__Task objective__: Starting with the first line of the material and going on through the line with "pixel 142 46", write those lines out again, swapping "glass entrance door" for "front door" and keeping everything else the same.

__Input__:
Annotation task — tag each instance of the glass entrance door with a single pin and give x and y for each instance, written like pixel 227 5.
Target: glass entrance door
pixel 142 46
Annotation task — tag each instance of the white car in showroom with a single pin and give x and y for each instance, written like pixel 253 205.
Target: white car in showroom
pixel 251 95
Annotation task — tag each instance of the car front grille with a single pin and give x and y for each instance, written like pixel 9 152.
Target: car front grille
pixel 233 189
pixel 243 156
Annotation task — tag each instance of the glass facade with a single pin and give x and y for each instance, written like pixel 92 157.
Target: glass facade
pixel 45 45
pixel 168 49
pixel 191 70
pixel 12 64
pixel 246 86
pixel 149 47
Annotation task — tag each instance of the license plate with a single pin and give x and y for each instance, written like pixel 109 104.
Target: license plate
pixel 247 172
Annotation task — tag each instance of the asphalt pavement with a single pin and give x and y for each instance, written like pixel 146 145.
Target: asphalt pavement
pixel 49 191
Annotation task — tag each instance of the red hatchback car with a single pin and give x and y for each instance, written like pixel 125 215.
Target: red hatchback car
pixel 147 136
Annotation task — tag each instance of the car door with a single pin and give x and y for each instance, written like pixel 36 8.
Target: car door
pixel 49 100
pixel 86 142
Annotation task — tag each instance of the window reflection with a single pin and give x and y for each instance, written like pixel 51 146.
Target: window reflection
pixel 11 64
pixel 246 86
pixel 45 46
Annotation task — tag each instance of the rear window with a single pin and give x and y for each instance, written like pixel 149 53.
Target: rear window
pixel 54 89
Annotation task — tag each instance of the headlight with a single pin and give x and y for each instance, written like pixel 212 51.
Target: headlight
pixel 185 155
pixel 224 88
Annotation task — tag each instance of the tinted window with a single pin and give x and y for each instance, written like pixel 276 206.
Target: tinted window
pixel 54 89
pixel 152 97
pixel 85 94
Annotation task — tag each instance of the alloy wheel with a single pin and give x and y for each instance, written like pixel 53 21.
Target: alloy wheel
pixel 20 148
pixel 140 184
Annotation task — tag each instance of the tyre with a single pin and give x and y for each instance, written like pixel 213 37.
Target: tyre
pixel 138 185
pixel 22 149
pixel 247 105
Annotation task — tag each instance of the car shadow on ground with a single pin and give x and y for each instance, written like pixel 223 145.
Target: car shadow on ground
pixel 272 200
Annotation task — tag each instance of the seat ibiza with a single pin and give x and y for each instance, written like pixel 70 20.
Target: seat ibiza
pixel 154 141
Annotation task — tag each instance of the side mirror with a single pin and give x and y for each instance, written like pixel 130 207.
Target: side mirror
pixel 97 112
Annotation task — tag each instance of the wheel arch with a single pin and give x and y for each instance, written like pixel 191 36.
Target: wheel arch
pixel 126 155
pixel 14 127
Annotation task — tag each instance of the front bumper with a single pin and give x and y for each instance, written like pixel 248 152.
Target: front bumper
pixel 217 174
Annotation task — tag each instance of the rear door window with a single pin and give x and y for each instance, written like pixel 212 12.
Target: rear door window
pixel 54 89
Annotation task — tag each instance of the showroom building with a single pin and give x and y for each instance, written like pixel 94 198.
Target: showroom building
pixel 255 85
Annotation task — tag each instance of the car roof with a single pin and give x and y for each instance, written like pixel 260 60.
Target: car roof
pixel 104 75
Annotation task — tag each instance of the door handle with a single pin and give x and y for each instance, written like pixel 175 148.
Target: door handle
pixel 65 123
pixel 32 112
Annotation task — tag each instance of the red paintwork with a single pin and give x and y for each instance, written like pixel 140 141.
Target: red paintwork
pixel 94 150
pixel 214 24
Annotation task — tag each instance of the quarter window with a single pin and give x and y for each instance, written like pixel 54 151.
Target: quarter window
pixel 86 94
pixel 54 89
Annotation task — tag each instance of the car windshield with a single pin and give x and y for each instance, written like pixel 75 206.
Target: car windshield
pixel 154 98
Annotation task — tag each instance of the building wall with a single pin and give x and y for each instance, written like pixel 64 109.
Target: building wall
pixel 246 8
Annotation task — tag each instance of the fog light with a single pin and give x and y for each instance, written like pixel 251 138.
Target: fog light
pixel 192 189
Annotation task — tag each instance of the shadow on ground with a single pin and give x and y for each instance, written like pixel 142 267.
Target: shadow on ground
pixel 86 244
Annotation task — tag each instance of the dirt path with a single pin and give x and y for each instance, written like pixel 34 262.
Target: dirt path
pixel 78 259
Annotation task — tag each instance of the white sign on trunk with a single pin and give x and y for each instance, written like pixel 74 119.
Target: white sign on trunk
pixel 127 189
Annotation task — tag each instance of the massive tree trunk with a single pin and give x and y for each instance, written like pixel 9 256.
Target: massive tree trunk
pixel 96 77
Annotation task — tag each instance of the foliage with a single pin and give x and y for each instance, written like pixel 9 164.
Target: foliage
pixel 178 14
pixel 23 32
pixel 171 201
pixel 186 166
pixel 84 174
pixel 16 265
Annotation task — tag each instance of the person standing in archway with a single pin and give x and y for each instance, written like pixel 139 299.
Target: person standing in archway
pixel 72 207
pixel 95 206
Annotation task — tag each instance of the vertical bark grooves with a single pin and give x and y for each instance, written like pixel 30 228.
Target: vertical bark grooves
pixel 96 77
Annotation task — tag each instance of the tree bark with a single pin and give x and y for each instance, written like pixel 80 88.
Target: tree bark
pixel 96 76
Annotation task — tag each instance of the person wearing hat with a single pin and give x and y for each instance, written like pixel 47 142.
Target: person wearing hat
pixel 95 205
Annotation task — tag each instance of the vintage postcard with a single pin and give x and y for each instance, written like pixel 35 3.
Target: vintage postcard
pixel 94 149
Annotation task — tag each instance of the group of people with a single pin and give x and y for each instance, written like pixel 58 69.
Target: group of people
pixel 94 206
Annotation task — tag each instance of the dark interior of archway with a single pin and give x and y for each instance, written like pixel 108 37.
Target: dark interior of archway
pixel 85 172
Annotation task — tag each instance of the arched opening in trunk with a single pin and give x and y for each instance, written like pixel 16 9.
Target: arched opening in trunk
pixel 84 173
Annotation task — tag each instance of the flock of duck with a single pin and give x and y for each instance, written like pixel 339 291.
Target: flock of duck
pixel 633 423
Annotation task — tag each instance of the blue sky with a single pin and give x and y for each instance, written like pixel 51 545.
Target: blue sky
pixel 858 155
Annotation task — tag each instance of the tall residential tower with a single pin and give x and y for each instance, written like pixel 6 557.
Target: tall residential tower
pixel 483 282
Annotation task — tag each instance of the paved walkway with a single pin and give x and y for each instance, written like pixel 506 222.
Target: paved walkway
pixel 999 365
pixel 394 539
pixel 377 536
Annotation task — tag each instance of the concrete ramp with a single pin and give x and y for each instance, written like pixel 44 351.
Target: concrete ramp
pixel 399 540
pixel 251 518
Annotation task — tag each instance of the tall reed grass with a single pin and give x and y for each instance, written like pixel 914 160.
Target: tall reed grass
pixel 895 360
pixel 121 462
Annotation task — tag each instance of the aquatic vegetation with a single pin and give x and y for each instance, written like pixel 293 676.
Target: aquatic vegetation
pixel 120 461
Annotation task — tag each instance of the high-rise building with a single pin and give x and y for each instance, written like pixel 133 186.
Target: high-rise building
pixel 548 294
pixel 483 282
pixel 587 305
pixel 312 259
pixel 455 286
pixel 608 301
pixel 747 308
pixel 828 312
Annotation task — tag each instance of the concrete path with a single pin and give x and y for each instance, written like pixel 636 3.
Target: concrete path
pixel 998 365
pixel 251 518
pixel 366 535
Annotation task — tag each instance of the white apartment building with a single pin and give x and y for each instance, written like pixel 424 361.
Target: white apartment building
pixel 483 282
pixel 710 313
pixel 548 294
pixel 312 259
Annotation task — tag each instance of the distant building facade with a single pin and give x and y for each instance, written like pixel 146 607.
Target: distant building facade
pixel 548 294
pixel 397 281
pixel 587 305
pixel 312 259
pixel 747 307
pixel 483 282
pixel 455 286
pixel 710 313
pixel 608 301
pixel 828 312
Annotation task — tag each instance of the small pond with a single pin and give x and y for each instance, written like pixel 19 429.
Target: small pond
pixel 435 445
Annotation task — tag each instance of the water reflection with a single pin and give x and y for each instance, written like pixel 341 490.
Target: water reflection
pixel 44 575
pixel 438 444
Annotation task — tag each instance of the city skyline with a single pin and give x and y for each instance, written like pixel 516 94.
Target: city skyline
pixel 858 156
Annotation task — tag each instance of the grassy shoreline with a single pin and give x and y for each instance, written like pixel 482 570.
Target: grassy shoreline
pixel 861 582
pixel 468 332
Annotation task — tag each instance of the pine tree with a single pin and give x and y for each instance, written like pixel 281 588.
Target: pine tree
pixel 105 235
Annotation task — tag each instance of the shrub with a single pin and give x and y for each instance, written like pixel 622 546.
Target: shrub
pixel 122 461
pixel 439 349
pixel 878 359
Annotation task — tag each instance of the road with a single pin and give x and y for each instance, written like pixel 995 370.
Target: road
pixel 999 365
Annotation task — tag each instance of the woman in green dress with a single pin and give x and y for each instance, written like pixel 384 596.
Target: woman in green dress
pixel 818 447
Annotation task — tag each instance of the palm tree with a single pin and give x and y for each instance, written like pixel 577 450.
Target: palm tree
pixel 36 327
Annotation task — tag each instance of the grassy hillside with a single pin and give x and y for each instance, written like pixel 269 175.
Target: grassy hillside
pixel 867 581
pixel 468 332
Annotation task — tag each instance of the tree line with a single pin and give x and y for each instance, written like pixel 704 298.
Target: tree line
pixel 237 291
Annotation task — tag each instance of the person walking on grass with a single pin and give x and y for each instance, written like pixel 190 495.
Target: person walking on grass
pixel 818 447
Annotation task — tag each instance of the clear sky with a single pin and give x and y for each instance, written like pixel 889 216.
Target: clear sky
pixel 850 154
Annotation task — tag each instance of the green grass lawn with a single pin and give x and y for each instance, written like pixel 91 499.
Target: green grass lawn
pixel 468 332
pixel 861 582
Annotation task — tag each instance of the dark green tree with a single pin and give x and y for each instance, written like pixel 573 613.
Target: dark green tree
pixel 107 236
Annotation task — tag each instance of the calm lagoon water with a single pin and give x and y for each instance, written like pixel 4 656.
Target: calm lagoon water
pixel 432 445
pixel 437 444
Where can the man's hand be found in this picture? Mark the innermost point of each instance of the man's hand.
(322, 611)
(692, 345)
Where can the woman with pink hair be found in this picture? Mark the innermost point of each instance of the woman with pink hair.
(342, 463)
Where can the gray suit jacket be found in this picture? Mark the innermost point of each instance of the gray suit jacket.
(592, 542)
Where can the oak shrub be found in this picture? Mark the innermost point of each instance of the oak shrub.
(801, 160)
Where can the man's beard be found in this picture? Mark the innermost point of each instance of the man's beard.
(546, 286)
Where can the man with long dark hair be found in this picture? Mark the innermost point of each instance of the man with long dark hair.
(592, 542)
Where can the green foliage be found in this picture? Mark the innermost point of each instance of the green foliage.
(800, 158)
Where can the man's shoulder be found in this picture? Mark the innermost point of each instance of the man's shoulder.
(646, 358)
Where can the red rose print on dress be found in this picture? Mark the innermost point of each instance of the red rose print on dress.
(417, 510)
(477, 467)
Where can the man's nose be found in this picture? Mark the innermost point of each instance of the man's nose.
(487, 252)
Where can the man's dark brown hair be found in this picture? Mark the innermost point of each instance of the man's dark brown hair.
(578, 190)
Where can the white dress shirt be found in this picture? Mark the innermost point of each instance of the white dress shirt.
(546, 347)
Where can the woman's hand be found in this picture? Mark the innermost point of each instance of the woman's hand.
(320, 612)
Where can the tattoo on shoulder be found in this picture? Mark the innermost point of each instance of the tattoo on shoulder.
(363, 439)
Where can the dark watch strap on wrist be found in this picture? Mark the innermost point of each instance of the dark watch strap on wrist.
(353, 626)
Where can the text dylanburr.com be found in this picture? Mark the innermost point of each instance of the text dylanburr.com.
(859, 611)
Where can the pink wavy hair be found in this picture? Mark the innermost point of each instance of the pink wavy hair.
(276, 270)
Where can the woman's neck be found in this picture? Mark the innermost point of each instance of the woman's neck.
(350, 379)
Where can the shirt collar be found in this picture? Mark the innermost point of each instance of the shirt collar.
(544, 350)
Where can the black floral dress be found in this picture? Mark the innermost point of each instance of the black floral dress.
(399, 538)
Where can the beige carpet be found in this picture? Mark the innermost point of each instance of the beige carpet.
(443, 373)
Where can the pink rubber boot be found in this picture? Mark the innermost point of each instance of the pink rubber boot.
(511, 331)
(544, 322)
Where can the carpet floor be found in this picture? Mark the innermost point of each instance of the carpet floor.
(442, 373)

__Exercise result__:
Annotation task — tag each instance of the front door with a single pin and give x and y for each instance, written like pixel 227 5.
Target: front door
pixel 142 46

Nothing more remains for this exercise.